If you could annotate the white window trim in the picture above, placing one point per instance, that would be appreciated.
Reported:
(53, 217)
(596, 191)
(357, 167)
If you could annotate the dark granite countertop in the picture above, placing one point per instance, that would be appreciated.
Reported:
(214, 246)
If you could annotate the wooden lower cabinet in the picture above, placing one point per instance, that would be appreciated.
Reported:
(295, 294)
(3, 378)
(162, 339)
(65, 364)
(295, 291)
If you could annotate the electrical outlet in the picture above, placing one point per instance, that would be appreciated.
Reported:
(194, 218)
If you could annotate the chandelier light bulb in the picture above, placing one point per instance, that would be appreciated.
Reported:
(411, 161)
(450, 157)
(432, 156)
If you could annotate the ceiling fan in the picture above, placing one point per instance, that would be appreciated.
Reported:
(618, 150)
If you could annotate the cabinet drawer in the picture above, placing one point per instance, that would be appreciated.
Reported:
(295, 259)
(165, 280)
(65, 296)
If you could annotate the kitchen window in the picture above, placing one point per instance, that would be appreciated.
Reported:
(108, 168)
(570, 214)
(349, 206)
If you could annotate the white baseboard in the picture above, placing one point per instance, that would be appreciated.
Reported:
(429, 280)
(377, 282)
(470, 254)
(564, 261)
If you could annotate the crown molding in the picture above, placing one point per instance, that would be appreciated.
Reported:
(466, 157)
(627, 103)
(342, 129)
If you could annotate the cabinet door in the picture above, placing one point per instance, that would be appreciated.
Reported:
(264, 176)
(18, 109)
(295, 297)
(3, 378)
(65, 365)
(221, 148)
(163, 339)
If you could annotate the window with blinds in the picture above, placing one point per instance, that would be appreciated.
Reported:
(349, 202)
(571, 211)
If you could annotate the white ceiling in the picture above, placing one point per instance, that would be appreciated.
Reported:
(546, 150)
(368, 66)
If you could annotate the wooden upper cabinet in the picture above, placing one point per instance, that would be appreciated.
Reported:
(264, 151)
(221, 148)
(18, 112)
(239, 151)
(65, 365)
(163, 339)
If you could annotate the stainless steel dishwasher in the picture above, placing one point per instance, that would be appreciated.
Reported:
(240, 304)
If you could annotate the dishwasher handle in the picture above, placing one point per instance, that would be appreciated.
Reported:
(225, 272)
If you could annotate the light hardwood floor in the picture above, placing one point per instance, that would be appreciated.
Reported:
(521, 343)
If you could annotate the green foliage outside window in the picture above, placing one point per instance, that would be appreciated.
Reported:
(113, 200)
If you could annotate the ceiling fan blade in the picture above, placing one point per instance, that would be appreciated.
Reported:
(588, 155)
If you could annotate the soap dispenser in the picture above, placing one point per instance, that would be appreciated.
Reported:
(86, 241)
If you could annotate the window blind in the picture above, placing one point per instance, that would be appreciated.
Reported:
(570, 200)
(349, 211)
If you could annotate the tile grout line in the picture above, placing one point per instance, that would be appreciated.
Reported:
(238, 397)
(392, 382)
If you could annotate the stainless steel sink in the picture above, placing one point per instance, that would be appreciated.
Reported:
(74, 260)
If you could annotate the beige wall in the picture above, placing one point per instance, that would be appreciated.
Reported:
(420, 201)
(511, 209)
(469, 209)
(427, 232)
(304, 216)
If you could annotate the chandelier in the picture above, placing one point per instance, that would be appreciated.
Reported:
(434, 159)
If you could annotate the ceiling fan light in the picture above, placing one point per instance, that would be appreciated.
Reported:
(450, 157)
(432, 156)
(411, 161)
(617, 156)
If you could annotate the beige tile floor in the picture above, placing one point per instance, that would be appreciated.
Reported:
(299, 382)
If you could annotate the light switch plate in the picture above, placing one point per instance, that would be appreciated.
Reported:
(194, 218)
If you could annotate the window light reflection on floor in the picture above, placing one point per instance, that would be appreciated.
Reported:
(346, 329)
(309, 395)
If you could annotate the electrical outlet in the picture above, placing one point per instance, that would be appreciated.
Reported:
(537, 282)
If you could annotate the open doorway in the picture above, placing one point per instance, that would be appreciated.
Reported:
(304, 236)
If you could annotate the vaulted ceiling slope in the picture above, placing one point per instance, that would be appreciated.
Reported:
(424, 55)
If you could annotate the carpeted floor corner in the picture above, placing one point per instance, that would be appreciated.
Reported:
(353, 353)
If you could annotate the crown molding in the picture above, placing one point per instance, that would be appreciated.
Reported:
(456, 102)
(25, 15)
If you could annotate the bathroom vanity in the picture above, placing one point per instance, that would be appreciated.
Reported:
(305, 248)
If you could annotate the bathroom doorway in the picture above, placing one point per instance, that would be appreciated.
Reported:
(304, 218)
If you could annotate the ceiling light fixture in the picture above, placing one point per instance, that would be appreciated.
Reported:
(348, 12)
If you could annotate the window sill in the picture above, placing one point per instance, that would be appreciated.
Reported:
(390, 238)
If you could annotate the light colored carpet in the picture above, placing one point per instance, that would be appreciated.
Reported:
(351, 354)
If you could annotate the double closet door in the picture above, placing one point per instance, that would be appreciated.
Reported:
+===+
WORK ITEM:
Copy out word for word each line of the listing, from the very first line down to the line containing "If you could annotate the kitchen", and stop after that line.

EXERCISE ANSWER:
If you could annotate the white window trim in the picture above, placing one point per instance, that would be appreciated.
Reported:
(53, 217)
(596, 191)
(357, 167)
If you could annotate the dark granite countertop in the picture above, placing one point per instance, that would be appreciated.
Reported:
(214, 246)
If you could annotate the wooden lower cabinet in the picture above, placing one point per instance, that would be appreciated.
Reported:
(295, 294)
(3, 378)
(162, 339)
(65, 364)
(295, 291)
If you could annotate the electrical outlet in the picture above, placing one point per instance, that would be appreciated.
Reported:
(194, 218)
If you could annotate the chandelier light bulb in the picture above, placing one point per instance, that would be appreciated.
Reported:
(411, 161)
(450, 157)
(432, 156)
If you could annotate the ceiling fan in the picture above, placing one point per instance, that would be appreciated.
Reported:
(618, 150)
If you could annotate the cabinet drawer in the picture above, placing one point per instance, that would be appreciated.
Reported:
(295, 259)
(165, 280)
(65, 296)
If you could annotate the kitchen window in the picture above, placing one point per instance, that would be appreciated.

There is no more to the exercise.